EXERCISE MATERIALS:

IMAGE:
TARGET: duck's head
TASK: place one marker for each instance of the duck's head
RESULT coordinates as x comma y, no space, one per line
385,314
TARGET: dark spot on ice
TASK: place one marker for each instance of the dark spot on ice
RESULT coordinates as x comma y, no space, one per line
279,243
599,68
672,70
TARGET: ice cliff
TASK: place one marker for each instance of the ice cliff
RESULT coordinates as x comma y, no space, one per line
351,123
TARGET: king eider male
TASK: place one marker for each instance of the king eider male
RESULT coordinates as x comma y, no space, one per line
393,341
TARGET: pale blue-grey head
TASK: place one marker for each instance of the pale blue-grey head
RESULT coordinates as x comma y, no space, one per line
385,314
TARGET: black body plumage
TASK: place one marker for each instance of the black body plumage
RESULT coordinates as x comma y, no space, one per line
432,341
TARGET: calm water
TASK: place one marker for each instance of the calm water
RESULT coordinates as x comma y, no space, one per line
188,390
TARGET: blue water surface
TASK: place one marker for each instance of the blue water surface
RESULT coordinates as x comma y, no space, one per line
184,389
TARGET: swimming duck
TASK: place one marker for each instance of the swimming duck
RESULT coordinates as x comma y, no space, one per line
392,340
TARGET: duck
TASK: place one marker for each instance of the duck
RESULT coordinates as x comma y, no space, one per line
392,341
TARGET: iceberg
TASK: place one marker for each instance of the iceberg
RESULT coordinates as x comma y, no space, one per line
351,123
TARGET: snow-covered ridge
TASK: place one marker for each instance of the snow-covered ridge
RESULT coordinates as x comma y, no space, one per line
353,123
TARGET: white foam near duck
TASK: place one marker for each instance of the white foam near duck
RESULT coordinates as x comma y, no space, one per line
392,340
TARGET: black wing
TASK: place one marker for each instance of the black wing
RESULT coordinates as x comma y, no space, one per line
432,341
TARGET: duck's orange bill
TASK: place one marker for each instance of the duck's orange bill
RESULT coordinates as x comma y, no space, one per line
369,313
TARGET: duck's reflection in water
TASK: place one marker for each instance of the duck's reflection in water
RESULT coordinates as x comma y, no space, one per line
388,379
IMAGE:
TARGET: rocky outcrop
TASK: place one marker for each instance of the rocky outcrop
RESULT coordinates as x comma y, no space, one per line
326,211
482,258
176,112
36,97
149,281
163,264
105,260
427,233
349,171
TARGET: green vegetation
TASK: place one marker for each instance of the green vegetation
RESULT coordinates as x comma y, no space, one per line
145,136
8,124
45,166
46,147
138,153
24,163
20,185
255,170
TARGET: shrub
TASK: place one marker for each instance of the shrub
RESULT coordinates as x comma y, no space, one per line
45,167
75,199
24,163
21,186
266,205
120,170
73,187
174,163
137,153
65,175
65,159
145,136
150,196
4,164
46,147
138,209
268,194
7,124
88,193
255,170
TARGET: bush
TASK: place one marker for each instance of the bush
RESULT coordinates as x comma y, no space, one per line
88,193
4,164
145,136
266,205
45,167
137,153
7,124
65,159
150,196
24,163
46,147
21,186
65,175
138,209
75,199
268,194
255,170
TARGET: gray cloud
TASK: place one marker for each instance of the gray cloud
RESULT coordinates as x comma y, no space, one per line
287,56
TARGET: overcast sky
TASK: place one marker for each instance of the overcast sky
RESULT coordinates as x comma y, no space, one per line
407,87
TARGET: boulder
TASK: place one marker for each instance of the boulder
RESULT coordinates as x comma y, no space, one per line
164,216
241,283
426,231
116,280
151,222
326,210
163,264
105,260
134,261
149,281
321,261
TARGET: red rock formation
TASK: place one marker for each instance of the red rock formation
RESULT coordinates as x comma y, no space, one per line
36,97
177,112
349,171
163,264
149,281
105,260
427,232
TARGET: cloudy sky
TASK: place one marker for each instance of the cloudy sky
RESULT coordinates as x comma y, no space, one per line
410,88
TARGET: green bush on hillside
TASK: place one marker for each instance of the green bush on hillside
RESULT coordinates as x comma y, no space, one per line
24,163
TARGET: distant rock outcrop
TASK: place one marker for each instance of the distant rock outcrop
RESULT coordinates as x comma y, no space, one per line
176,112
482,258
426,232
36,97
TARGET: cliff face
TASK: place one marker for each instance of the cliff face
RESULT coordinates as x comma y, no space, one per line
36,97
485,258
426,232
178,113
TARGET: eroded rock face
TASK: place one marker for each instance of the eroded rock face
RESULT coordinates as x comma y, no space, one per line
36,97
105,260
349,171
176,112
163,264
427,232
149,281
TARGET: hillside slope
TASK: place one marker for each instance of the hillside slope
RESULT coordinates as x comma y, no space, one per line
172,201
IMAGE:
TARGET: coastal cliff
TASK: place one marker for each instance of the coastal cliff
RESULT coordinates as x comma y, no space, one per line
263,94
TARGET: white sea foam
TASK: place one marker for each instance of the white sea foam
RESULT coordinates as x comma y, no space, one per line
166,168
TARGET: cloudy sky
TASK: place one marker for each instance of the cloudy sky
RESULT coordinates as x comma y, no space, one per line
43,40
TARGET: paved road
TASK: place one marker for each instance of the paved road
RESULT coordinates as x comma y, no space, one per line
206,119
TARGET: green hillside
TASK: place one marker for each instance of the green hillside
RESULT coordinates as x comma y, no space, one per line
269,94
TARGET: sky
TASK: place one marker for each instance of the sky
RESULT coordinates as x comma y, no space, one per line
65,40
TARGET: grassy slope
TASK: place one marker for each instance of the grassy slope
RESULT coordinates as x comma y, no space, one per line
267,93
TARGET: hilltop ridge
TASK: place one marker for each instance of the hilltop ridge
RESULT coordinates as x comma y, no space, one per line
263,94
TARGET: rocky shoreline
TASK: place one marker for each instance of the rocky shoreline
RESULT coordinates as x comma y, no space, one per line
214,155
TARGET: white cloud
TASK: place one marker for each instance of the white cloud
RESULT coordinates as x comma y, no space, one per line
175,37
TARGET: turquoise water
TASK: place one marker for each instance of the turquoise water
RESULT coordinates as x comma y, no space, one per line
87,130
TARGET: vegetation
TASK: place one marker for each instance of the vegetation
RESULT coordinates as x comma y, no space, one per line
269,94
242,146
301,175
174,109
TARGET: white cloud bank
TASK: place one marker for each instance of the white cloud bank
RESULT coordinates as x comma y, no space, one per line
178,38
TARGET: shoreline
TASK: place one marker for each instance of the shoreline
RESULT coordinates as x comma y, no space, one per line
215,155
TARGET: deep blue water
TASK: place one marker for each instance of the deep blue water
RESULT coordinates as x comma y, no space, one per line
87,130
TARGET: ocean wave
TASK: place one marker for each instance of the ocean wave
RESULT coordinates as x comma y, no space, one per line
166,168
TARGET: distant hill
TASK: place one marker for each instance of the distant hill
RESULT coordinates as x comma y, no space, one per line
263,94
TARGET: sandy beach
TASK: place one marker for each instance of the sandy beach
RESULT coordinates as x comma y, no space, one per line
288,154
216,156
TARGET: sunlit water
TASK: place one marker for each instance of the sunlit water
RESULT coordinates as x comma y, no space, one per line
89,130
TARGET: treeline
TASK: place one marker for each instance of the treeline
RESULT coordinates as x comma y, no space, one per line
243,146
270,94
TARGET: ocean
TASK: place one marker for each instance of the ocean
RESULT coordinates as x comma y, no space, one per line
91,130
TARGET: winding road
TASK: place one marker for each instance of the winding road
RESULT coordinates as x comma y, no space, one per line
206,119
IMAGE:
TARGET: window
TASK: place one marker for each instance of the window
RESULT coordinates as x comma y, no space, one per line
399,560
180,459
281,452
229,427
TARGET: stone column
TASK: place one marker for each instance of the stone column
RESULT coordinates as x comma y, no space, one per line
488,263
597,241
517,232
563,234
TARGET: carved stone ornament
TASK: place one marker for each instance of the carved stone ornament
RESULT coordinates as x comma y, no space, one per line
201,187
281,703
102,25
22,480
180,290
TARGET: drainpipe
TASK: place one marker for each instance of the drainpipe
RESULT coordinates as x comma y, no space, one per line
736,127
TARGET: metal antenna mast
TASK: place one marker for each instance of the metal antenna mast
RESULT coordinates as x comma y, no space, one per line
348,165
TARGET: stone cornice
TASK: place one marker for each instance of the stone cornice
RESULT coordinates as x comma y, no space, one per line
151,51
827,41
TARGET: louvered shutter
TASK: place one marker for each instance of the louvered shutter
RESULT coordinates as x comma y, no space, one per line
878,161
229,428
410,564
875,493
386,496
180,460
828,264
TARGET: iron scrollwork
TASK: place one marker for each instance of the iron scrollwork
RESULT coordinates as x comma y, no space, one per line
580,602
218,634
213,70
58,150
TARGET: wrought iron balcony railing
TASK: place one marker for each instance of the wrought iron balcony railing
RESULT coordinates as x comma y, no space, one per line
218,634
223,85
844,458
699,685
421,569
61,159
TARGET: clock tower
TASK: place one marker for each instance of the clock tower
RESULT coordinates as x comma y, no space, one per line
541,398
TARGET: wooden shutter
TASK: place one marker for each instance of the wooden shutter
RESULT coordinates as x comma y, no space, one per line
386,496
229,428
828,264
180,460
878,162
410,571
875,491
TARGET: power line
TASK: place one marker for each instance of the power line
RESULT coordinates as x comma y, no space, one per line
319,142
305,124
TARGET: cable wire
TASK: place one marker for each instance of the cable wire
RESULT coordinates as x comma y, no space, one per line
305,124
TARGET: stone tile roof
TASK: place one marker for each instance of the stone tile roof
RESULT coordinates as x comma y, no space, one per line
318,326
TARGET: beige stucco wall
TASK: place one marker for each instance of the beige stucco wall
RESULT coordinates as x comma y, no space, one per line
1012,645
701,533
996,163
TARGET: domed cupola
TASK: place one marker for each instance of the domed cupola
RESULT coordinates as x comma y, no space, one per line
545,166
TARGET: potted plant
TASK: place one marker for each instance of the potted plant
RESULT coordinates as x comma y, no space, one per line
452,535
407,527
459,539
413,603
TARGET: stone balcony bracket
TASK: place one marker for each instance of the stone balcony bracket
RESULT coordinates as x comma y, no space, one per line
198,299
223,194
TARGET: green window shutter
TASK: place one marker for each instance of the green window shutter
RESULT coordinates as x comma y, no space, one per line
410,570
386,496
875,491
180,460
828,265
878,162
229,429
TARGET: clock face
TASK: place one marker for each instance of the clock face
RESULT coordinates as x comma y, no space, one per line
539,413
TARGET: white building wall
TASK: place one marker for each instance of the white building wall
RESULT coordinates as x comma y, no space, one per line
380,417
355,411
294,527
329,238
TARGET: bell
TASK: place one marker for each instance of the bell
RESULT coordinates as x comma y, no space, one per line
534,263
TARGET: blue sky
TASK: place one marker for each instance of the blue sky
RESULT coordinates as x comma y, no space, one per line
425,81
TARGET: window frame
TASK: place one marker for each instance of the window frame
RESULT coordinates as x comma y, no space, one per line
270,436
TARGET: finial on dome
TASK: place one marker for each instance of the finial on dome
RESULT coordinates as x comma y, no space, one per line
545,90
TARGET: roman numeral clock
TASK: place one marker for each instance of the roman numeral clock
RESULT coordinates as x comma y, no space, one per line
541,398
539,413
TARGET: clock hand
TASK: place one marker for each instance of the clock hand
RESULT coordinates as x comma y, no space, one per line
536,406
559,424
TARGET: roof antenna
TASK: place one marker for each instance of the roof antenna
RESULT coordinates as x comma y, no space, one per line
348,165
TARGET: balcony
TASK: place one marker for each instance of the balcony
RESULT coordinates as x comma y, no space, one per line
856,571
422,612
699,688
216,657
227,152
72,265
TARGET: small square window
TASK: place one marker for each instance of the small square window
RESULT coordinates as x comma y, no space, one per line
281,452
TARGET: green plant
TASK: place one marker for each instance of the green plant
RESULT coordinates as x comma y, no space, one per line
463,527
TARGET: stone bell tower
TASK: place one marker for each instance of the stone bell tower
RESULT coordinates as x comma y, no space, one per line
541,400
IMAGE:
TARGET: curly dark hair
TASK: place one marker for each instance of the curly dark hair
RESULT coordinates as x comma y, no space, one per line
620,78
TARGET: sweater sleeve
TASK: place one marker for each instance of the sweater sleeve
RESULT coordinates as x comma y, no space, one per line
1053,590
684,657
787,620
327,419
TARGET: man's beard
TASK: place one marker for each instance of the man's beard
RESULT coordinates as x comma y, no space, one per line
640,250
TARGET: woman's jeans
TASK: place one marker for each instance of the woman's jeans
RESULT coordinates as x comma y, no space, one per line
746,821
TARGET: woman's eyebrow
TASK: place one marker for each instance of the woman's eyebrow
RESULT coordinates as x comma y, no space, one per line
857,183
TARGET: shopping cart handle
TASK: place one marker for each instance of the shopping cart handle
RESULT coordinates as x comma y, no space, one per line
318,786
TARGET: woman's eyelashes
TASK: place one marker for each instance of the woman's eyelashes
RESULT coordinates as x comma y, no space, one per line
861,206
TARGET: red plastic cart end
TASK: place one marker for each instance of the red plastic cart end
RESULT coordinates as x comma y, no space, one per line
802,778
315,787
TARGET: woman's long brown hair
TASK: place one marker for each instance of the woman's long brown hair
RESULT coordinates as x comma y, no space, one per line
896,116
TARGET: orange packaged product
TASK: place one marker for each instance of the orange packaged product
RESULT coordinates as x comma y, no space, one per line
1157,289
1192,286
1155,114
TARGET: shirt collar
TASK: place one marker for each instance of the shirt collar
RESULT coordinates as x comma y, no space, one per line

YOUR OBJECTIVE: Number only, please: work out how many lines of the listing hold "jeans".

ANSWER SECTION: 2